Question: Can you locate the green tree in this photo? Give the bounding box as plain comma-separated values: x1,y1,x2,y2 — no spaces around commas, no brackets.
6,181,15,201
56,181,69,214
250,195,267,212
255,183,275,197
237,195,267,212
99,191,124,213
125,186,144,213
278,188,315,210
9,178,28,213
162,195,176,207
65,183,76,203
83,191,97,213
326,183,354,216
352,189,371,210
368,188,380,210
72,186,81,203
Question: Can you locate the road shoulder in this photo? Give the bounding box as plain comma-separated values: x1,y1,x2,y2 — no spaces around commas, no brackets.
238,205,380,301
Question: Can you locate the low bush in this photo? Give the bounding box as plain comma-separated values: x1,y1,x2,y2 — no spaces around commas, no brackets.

» Description of the task
Reproduce without change every line of the entries above, from the one containing "Question: Can you locate the road" through the last.

» Reply to the task
Question: Can you locate the road shoulder in this photo? Give the bounding box as plain comma-separated values: x1,y1,x2,y2 — no spaces around commas, no brackets.
238,205,380,301
Question: Can you locate the low bush in this photo? Give the bounding box as plain comma-separated values: x1,y1,x2,y2 — no spaces around commas, no brackets.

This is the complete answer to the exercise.